* **What the task requires**: Copy the data below line for line without any change, and leave out the pictures.

* **Extracted records**:
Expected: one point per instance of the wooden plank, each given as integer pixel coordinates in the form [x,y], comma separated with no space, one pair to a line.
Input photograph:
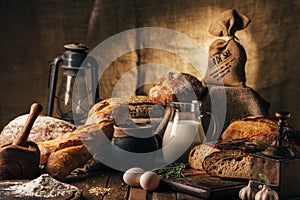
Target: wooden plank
[182,196]
[137,193]
[204,186]
[95,179]
[119,188]
[163,195]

* **Answer to the exercise**:
Expected: one point per instance of the wooden plank, each given as integer pixel coordinates in the form [x,y], comma separated with no space, one pair to a line.
Input photograph:
Target: wooden plank
[182,196]
[137,193]
[204,186]
[95,179]
[119,188]
[163,195]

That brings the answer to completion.